### Action item
Give back each entry unchanged, minus pictures.

*** Opening of Records for this exercise ***

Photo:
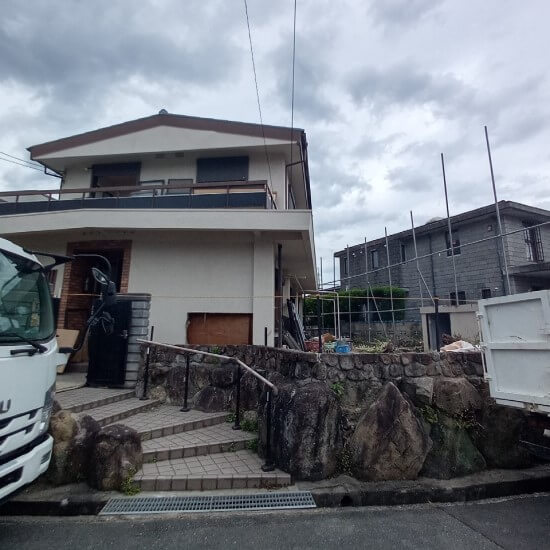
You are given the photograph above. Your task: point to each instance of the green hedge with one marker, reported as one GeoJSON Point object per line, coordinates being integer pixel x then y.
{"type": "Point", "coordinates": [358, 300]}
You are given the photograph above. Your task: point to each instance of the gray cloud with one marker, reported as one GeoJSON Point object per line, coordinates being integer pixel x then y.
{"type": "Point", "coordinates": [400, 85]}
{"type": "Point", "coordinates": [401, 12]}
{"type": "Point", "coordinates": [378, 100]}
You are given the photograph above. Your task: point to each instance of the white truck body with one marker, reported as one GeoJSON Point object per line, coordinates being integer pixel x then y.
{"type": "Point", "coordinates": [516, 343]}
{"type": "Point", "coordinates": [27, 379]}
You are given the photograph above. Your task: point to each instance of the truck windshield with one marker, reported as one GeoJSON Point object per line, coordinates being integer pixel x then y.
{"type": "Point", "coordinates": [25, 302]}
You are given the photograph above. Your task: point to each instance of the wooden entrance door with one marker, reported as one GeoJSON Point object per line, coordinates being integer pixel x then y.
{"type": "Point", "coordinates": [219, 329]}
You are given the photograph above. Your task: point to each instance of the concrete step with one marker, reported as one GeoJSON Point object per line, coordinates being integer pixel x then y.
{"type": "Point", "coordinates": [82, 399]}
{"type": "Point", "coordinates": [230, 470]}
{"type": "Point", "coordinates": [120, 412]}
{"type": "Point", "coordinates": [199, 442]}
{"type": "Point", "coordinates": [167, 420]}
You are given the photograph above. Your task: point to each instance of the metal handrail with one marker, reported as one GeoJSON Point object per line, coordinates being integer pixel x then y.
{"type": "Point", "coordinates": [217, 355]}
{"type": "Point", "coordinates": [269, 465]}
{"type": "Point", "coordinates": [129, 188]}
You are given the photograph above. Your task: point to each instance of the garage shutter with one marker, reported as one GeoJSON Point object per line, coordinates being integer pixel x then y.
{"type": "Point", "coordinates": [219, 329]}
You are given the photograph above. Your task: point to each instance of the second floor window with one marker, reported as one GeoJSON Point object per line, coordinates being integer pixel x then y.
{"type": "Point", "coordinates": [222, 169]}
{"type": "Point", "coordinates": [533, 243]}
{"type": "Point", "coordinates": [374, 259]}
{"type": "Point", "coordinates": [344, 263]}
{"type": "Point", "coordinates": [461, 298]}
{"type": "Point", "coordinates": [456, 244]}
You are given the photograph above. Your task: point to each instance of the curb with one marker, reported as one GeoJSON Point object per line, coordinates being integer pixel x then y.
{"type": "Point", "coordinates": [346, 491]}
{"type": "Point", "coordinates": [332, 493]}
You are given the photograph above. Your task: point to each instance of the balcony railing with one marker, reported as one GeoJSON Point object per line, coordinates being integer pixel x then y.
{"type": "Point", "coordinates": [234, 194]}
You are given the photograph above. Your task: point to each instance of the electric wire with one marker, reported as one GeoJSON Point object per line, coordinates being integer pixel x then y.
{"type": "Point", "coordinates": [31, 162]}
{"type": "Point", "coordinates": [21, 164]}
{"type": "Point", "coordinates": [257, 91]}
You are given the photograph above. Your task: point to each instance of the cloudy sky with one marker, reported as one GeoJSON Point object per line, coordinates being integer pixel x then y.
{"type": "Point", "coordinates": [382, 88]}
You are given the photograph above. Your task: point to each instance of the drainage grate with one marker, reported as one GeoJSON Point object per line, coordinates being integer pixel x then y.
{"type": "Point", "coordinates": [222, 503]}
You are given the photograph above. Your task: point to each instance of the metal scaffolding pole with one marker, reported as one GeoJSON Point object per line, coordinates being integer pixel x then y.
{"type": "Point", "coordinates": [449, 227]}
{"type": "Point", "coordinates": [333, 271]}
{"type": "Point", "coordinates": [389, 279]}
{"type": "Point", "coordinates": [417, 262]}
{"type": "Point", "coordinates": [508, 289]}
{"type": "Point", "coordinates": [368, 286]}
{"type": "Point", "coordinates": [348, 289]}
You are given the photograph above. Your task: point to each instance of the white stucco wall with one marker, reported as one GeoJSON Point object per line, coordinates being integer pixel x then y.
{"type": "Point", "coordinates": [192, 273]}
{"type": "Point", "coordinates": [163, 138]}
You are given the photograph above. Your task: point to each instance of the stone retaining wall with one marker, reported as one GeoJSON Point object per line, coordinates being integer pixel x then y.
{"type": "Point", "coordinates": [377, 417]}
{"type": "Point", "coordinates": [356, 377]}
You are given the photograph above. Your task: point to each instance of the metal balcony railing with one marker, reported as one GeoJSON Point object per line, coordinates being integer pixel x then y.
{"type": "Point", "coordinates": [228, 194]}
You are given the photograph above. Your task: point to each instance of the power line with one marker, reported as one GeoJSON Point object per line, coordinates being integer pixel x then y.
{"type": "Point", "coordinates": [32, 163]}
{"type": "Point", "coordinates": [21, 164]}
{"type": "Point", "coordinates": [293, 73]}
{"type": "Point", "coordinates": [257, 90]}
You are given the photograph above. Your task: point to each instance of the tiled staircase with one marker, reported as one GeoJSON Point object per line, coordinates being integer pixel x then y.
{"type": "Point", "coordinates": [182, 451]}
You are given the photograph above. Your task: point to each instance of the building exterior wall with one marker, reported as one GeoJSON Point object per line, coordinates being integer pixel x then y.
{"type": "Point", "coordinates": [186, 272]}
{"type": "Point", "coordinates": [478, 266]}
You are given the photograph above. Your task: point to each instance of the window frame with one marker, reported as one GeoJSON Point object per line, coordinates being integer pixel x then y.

*** Close of Records for this exercise ***

### Answer to the exercise
Photo:
You are given the photograph above. Your task: point to each instance of the green hedge with one marker, reported as one GeoJSON Point object per line, coordinates being integer pixel x then y.
{"type": "Point", "coordinates": [358, 300]}
You are given the photograph above. Your task: point to each instance of the gray cloud with one marker, reported as one GeoJSON Point object per line, coordinates being integer pixel x then y.
{"type": "Point", "coordinates": [400, 85]}
{"type": "Point", "coordinates": [401, 12]}
{"type": "Point", "coordinates": [378, 100]}
You are given the photograph above. Your task: point to each instance of the white truck body with one marker, reported as one GeoJSON Point object per line, coordinates being integer pixel x then y.
{"type": "Point", "coordinates": [516, 343]}
{"type": "Point", "coordinates": [27, 379]}
You are given the photograph above. Your task: point to each instance of the truck windshield with one marker, reported as one GeoJSON Point object per line, coordinates being integer pixel x then y.
{"type": "Point", "coordinates": [25, 302]}
You are given the photograph above. Your task: point to each instance of the wooden entrance door with one marker, reported as one GeoJSON Point object per line, coordinates being integer pixel x then y.
{"type": "Point", "coordinates": [219, 329]}
You are given the photograph above. Your task: point to each instance of the concrete step with one marker, reported as one GeoJSON Point object per line, coordinates being integer pixel x then y.
{"type": "Point", "coordinates": [82, 399]}
{"type": "Point", "coordinates": [230, 470]}
{"type": "Point", "coordinates": [120, 412]}
{"type": "Point", "coordinates": [199, 442]}
{"type": "Point", "coordinates": [167, 420]}
You are given the photograph above. Your task: point to each instance of the metal handrail with one marker, reported as one GeoJSON Point object per line, coordinates being integer pixel x then y.
{"type": "Point", "coordinates": [217, 355]}
{"type": "Point", "coordinates": [269, 465]}
{"type": "Point", "coordinates": [129, 188]}
You are given the photograph above. Your task: point to each instance of the garage shutter with one marker, reported as one GeoJSON Point object per line, coordinates being integer pixel x then y.
{"type": "Point", "coordinates": [219, 329]}
You are given the photograph above. Your task: point to each instance of the second floor window with one marker, reported as one GeoJSON Point object per line, coordinates being integer pixel x then y.
{"type": "Point", "coordinates": [222, 169]}
{"type": "Point", "coordinates": [533, 243]}
{"type": "Point", "coordinates": [374, 259]}
{"type": "Point", "coordinates": [344, 263]}
{"type": "Point", "coordinates": [461, 298]}
{"type": "Point", "coordinates": [456, 244]}
You are given the photograph above. Your task: point to each instance of the curb with one marker, reported as one GeoJSON Point object per line, coordinates being integer pixel x then y.
{"type": "Point", "coordinates": [346, 491]}
{"type": "Point", "coordinates": [332, 493]}
You are given the photograph above. Your task: point to each instance of the balcony railing with one marker, reported as one GeoJSON Point object per line, coordinates being integer pixel x then y.
{"type": "Point", "coordinates": [234, 194]}
You are given the photograph above. Your task: point to each instance of the electric wire with one marker, reported as one GeoJSON Point object per line, coordinates being integer pixel x then y.
{"type": "Point", "coordinates": [31, 162]}
{"type": "Point", "coordinates": [21, 164]}
{"type": "Point", "coordinates": [257, 91]}
You are given the photograph above. Your task: point to each instance of the cloudy sky with one marker, reported as one GeoJSON Point object per line, coordinates being integer pixel x then y.
{"type": "Point", "coordinates": [382, 88]}
You are given the photograph above. Your task: point to each instance of the drainage grate with one marker, reported as one GeoJSON Point object per line, coordinates being integer pixel x then y.
{"type": "Point", "coordinates": [222, 503]}
You are given the photograph above. Your task: point to each instance of the metal scaffolding pole with one marker, reported as one GeoJSON Point object per line, coordinates being integer pixel x then y.
{"type": "Point", "coordinates": [449, 227]}
{"type": "Point", "coordinates": [333, 271]}
{"type": "Point", "coordinates": [389, 279]}
{"type": "Point", "coordinates": [417, 262]}
{"type": "Point", "coordinates": [508, 289]}
{"type": "Point", "coordinates": [368, 286]}
{"type": "Point", "coordinates": [348, 289]}
You are given the photograph above. Your task: point to each instance of the white stucco wall with one marker, reported as one GeoJSON Point object per line, coordinates being integer pixel x then y.
{"type": "Point", "coordinates": [192, 273]}
{"type": "Point", "coordinates": [163, 138]}
You are given the photograph above. Your task: point to each instance of the stone retaining wall with one marker, reported as one GeoJSON Point object per line, coordinates being integer pixel x then y.
{"type": "Point", "coordinates": [377, 417]}
{"type": "Point", "coordinates": [356, 377]}
You are given the photograph above. Your task: point to each instance of the metal balcony railing with one marker, reported as one GeoJSON Point object per line, coordinates being integer pixel x then y.
{"type": "Point", "coordinates": [228, 194]}
You are given the photograph above. Your task: point to each instance of the power line with one marker, reported as one GeoJSON Point object per line, coordinates being integer pixel x then y.
{"type": "Point", "coordinates": [32, 163]}
{"type": "Point", "coordinates": [21, 164]}
{"type": "Point", "coordinates": [293, 73]}
{"type": "Point", "coordinates": [257, 90]}
You are given the photograph above. Your task: point to each instance of the tiled staircase with one marker, reported as one GeoJSON Point object per line, coordinates being integer pixel x then y.
{"type": "Point", "coordinates": [182, 451]}
You are given the photograph above. Your task: point to each instance of the building exterior wall with one marker, reported as one GeoJSON Point object per line, coordinates being integer pixel x then y.
{"type": "Point", "coordinates": [186, 272]}
{"type": "Point", "coordinates": [478, 266]}
You are given the photograph above. Your task: point to each instance of the window frame with one marker, reported as one GeoJSON Point object per line, coordinates being integer pixel x then y.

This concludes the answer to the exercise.